(Stored dataset items)
== == ==
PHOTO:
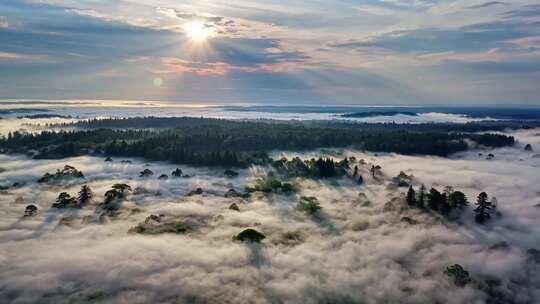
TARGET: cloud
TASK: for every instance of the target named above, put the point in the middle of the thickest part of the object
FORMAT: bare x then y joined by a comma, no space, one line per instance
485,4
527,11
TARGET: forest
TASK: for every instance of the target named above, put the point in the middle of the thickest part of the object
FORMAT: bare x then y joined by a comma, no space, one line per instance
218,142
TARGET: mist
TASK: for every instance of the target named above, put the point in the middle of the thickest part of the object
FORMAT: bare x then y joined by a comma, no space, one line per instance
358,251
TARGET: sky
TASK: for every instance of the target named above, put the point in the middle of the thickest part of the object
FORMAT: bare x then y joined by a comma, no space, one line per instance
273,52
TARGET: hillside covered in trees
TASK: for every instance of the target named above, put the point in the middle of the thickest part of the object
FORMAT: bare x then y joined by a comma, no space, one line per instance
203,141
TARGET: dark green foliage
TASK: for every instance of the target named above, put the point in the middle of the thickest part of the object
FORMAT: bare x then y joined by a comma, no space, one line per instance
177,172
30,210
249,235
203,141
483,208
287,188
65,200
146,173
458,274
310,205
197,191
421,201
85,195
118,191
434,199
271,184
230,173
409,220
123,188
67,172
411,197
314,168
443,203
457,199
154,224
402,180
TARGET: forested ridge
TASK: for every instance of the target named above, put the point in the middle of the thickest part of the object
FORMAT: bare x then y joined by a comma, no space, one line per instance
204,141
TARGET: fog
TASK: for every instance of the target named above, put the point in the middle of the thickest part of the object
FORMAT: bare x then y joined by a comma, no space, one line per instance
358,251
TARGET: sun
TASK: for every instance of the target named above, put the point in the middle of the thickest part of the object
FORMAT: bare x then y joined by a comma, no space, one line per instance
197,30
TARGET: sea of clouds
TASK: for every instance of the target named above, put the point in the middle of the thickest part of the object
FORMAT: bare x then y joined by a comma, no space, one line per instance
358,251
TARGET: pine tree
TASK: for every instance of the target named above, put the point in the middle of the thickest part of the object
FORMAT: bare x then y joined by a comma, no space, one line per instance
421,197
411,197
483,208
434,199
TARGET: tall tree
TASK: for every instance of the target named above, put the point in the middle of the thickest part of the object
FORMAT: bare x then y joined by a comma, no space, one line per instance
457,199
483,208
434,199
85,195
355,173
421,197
== == ==
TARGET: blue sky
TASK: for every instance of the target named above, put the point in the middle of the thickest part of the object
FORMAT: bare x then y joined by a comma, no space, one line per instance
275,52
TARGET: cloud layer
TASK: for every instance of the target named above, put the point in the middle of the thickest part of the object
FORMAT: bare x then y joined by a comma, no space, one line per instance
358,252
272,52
== == ==
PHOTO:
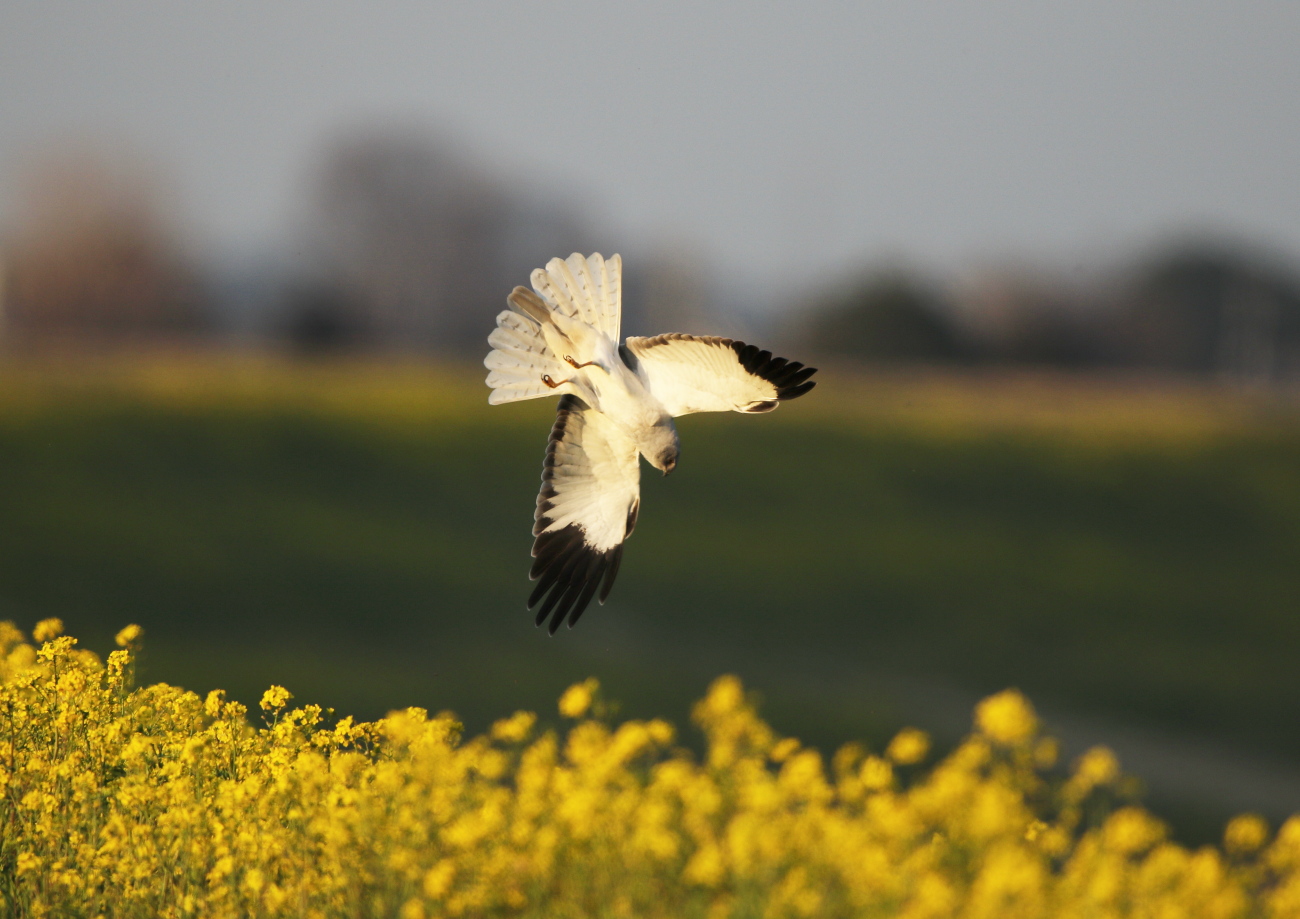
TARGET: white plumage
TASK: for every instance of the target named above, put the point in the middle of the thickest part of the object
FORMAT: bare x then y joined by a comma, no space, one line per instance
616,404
== == ==
EXERCISE REQUIREMENTS: Proceeding from the line containing "TARGET: pine tree" through the line containing "TARGET: tall tree", transcribe the lines above exactly, both end lines included.

REPLY TO THE EXERCISE:
TARGET: pine tree
TASK: for every instance of the target named above, put the point in the middle of the thickest part of the object
FORMAT: bare x then y joined by a comma, no space, one line per instance
421,197
411,197
483,208
434,199
TARGET: tall tree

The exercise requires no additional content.